=== WORK TO COMPLETE ===
When you reproduce these records, keep every word exactly and drop the images.

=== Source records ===
★ ★ ★ ★ ★

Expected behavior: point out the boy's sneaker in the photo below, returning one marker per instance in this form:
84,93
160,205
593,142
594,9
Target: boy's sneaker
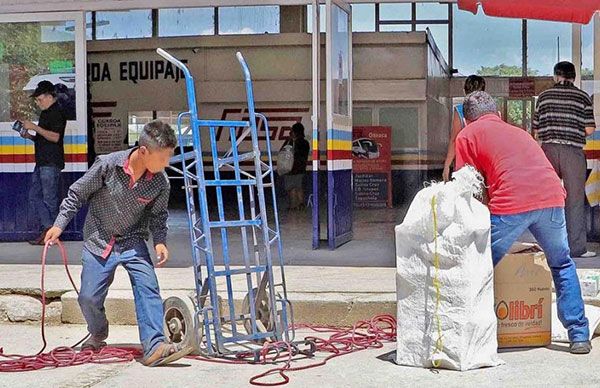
93,344
583,347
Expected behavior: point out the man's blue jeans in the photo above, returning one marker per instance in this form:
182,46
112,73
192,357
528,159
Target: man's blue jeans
549,228
97,275
43,194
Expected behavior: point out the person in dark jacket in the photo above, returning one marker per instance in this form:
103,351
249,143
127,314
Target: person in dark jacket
294,180
49,132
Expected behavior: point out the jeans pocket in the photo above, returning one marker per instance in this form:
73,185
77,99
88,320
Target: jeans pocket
557,217
514,219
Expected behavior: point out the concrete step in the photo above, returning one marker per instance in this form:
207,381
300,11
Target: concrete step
324,309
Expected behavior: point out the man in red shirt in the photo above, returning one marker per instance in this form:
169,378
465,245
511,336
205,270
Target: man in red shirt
524,193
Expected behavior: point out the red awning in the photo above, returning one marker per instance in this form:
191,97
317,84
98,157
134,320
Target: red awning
572,11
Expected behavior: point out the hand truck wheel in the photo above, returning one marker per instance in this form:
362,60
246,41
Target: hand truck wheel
179,325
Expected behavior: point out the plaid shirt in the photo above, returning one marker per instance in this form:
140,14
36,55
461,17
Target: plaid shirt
121,211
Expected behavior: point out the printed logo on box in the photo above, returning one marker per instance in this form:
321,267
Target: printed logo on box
519,310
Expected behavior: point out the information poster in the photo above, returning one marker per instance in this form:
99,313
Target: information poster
372,166
109,135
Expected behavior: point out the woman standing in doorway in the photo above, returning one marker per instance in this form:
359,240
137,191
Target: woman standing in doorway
294,180
473,83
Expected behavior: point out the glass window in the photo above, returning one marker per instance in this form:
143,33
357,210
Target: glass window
547,44
186,21
322,18
440,36
249,20
395,27
405,125
432,11
587,51
88,26
395,11
362,117
363,18
136,123
124,24
31,53
486,45
340,60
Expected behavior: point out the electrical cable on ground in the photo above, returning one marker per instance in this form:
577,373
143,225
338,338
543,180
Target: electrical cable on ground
371,334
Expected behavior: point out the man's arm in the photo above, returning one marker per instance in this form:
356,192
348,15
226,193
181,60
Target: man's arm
158,218
51,136
590,122
26,135
463,153
158,226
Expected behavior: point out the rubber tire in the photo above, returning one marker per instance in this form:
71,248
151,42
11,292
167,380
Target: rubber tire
185,309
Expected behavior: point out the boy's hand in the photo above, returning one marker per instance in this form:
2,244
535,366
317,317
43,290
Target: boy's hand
28,125
162,254
52,234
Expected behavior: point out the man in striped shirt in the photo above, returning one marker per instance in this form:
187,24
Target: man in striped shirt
564,116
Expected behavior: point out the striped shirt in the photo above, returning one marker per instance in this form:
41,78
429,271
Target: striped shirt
562,114
121,211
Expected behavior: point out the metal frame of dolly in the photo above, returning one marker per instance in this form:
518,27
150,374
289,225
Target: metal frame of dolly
266,307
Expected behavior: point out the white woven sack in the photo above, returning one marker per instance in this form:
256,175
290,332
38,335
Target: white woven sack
452,326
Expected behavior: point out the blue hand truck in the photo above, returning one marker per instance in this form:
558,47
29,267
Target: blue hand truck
210,321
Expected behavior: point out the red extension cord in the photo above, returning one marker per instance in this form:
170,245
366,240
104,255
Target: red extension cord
363,335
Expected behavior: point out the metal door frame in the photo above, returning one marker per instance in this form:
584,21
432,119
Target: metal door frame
339,134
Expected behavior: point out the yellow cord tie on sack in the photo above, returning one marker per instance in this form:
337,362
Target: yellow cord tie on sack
439,345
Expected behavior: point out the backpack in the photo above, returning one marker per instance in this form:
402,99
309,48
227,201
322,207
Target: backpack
285,160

★ ★ ★ ★ ★

=== TASK RESULT ===
Expected behavior: point out the boy's sneaker in the photo below, returning one marker per instance in this form:
84,93
160,205
593,142
594,9
Target: boy's sneaker
93,344
583,347
Expected behavior: point out the man's blue jeans in the photo above, returning one marker per instance in this form:
182,46
112,73
192,357
528,159
Target: man's blue jeans
549,228
97,275
43,194
Expected behavior: point out the person in dark jacket in the photo above, returning one marker per instance in this form:
103,351
249,143
127,314
Target: person in dark jacket
294,180
49,132
Expected behavior: point out the jeans pocket in the photo above, returning one marker per instance in this form:
73,185
77,99
88,320
Target: jeans pocket
557,217
514,219
Expected behavior: point out the concrete step in the photo above, returning one marker per instance in this form:
207,381
300,11
Target: concrete step
324,309
Expected behavior: point out the man in red shirt in the photo above, returning one marker per instance in this form:
169,378
465,245
511,336
205,270
Target: man in red shirt
524,193
Expected behavior: point out the red awning in the photo above, returning one marker per instance in this form:
191,97
317,84
98,157
134,320
Target: red awning
572,11
Expected behavior: point out the hand truck wheel in the photo above, returning one marker per instance in this form:
362,60
246,41
Target: hand truck wheel
179,325
Expected behavior: point out the plaid shirt in the photo above, returning one marker per instance in this form:
140,14
36,55
461,17
Target: plaid shirt
121,211
Expected behavior: point out the printed logo on box in the photo above, returning one marker per instance in this form:
321,267
Target: printed logo on box
519,310
Expected behavior: point out the information poster in the photo above, returning one marker per instance in this form:
99,313
Target: information poster
372,166
109,135
Expected behavior: point out the woman standing in doorway in the photo above, returning one marker per instance in this form:
359,240
137,191
Target: woman standing in doorway
294,180
473,83
Expected behavior: point out the glass window in the photo above, returning one marker per instance in this form:
143,33
357,210
Target: glass window
547,44
186,21
322,18
440,36
249,20
395,27
405,125
432,11
587,51
88,26
395,11
362,117
363,18
136,123
124,24
31,53
486,45
340,60
Expected behavior: point out the electrical cable on ground in the photo above, returning one marker per instance in this form:
577,373
143,225
338,338
543,180
Target: electrical cable on ground
371,334
Expected behavior: point out the man's arm in the photo above, returning one marker per instance in this form:
356,192
348,15
226,193
181,60
Target: man's arm
158,218
51,136
590,122
26,135
463,153
158,226
Expected behavior: point out the rubber tire in the photo above, returning one marker per instance in this form:
71,248
151,42
11,292
167,380
Target: rubber tire
185,309
Expected behavior: point out the boy's hand in the photo above, returning one marker per instance in this form:
2,244
535,366
317,317
43,290
Target: boy's hand
28,125
162,254
52,234
Expected behavior: point out the man in striped shirt in the photo above, returning one marker per instance in this form:
187,24
Target: man in striped shirt
564,116
Expected behavior: point out the striped shirt in the photo above, returning one marker per instance in this form:
41,78
429,271
Target: striped shirt
562,114
121,211
Expected behavior: point out the metal frame of dolly in the photo above, returning one marker per instance in this form:
518,27
150,374
289,225
Target: metal frame of dolly
266,307
Expected behavior: point out the white woven sack in the photo above, returning one marker per instance in this form:
256,175
290,332
38,335
Target: white woven sack
452,326
Expected behavior: point out the blue hand truck in the photo above, returning one marker per instance in this form:
558,47
29,267
Target: blue hand truck
210,321
Expected behavior: point out the red extension cord in the photo above, returning one marker per instance in this form:
170,245
366,240
104,255
Target: red extension cord
363,335
Expected behavior: point out the metal door frame in the photo above, returning one marker per instance in this form:
584,21
432,119
Target: metal door frame
339,134
Expected behavior: point out the yellow cord tie on sack in the photo above, returning one marker per instance in this form:
337,362
Target: yellow cord tie on sack
439,345
Expected behavior: point out the backpack in the photo above, returning one marker per instance in this form:
402,99
309,48
227,201
322,207
Target: backpack
285,160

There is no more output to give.